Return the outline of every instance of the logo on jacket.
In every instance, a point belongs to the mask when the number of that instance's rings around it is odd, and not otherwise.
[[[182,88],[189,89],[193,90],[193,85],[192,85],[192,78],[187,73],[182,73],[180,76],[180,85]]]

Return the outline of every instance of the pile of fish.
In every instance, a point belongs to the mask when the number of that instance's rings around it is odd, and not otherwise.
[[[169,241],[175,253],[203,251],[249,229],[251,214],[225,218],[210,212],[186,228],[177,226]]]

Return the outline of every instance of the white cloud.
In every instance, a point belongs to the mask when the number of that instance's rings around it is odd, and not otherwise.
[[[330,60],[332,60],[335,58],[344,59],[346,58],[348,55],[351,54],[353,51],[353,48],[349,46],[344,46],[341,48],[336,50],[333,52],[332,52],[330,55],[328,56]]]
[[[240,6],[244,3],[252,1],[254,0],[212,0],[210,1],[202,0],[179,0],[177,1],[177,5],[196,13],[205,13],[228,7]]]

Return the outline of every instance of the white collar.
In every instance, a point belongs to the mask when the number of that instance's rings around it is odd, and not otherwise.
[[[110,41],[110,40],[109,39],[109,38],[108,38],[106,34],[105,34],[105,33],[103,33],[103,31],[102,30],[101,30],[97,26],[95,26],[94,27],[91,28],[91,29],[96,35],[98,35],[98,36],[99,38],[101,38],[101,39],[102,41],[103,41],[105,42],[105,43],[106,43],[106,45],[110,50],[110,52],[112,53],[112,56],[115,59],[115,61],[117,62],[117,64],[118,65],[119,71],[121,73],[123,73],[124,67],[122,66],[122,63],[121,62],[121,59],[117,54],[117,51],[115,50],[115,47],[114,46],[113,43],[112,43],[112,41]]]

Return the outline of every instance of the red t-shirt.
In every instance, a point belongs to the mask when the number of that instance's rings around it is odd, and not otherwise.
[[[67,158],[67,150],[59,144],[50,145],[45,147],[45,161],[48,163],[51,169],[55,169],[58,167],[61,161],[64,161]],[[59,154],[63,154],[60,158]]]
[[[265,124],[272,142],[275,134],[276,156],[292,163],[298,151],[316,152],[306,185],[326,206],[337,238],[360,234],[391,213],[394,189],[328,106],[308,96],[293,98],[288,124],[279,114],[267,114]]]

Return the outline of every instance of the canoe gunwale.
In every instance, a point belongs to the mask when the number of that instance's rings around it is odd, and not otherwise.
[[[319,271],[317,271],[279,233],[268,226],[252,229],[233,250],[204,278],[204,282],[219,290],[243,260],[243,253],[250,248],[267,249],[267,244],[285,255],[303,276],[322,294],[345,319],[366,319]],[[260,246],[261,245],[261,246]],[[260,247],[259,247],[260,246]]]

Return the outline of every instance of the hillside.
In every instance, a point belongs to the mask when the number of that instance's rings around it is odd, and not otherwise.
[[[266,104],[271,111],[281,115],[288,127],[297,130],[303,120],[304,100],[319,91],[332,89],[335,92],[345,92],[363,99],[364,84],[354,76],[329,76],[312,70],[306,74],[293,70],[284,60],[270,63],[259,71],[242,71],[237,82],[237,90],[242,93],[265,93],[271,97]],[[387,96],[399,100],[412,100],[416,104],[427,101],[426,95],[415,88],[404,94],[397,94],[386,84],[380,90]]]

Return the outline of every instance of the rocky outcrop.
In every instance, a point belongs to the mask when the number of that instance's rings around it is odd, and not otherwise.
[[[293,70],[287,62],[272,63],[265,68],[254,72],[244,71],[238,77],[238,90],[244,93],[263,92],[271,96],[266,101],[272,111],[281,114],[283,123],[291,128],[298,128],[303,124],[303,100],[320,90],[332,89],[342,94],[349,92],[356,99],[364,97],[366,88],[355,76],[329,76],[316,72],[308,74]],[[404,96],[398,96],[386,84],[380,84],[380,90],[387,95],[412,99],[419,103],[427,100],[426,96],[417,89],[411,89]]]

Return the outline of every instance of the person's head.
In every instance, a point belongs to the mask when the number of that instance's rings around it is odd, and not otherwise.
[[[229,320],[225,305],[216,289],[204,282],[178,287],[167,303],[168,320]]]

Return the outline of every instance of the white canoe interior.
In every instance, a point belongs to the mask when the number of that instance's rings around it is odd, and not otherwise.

* * * * *

- [Exercise description]:
Reproduce every row above word for word, changing nothing and adding nothing.

- [Solved problem]:
Return the outline of every instance of the logo on jacket.
In every instance, a point belongs to the mask when the number of that instance's rings around it is odd, and not otherwise.
[[[182,88],[189,89],[193,90],[193,85],[192,85],[192,78],[187,73],[182,73],[180,76],[180,85]]]

Return the outline of every instance of the pile of fish.
In every instance, a point belongs to the mask when the number of that instance's rings around it is odd, and not otherwise.
[[[169,241],[175,253],[203,251],[249,229],[251,214],[225,218],[210,212],[186,228],[177,226]]]

Return the outline of every instance of the white cloud.
In every instance, a point belongs to the mask when the number of that instance's rings around it is odd, and not otherwise.
[[[330,60],[332,60],[335,58],[344,59],[346,58],[348,55],[351,54],[353,51],[353,48],[349,46],[344,46],[341,48],[336,50],[333,52],[332,52],[330,55],[328,56]]]
[[[240,6],[244,3],[252,1],[254,0],[212,0],[210,1],[202,0],[179,0],[177,1],[177,5],[196,13],[205,13],[228,7]]]

Return the outline of every instance of the white collar.
In every instance, a point belongs to the mask when the number of that instance's rings around it is odd, and not otherwise.
[[[110,41],[110,40],[109,39],[109,38],[108,38],[106,34],[105,34],[105,33],[103,33],[103,31],[102,30],[101,30],[97,26],[95,26],[94,27],[91,28],[91,29],[96,35],[98,35],[98,36],[99,38],[101,38],[101,39],[102,41],[103,41],[105,42],[105,43],[106,43],[106,45],[110,50],[110,52],[112,53],[112,56],[115,59],[115,61],[117,62],[117,64],[118,65],[119,71],[121,73],[123,73],[124,67],[122,66],[122,63],[121,62],[121,59],[117,54],[117,51],[115,50],[115,47],[114,46],[113,43],[112,43],[112,41]]]

Return the outline of every instance of the red t-shirt.
In every instance, a point belongs to the mask when the number of that instance's rings around it is odd, and not otherwise.
[[[67,158],[67,150],[59,144],[50,145],[45,147],[45,161],[48,163],[51,169],[55,169],[58,167],[61,161],[64,161]],[[59,154],[63,154],[60,158]]]
[[[265,124],[272,142],[275,134],[276,156],[292,163],[298,151],[316,152],[306,185],[326,206],[337,238],[360,234],[391,213],[394,189],[328,106],[308,96],[293,98],[288,124],[279,114],[267,114]]]

Return the outline of every instance of the canoe gunwale.
In every instance, a point belongs to the mask when the number of that instance's rings around it is odd, and not otherwise.
[[[319,271],[317,271],[279,233],[268,226],[252,229],[233,250],[204,278],[204,282],[219,290],[243,260],[243,253],[250,248],[267,249],[267,244],[285,255],[303,276],[322,294],[345,319],[366,319]],[[260,246],[261,245],[261,246]],[[260,247],[259,247],[260,246]]]

Return the outline of every instance of the hillside.
In every instance, a point belongs to the mask when the number of that instance's rings around it is odd, and not otherwise.
[[[266,104],[271,111],[281,115],[288,127],[297,130],[303,120],[304,100],[319,91],[332,89],[335,92],[345,92],[363,99],[364,84],[354,76],[329,76],[312,70],[306,74],[293,70],[284,60],[270,63],[259,71],[242,71],[237,82],[237,90],[242,93],[265,93],[271,97]],[[387,96],[399,100],[412,100],[416,104],[427,101],[426,95],[415,88],[404,94],[397,94],[386,84],[380,90]]]

Return the outline of every instance of the rocky outcrop.
In every instance, a point belongs to the mask when the number of that instance's rings around it is odd, and not otherwise.
[[[293,70],[287,62],[272,63],[265,68],[254,72],[244,71],[238,77],[238,90],[244,93],[263,92],[271,96],[266,101],[272,111],[281,114],[283,123],[291,128],[298,128],[303,124],[303,100],[320,90],[332,89],[342,94],[349,92],[356,99],[364,97],[366,88],[355,76],[329,76],[316,72],[308,74]],[[404,96],[398,96],[386,84],[380,84],[380,90],[387,95],[412,99],[419,103],[427,100],[426,96],[417,89],[411,89]]]

Return the outline of every instance of the person's head.
In every instance, a point belongs to the mask when the number of that instance's rings around it is odd, and not otherwise.
[[[229,320],[225,305],[216,289],[204,282],[178,287],[167,303],[168,320]]]

Return the outline of every instance of the white canoe interior.
In every instance, a point belongs to the mask when the number of that instance's rings around it is odd, and not otherwise.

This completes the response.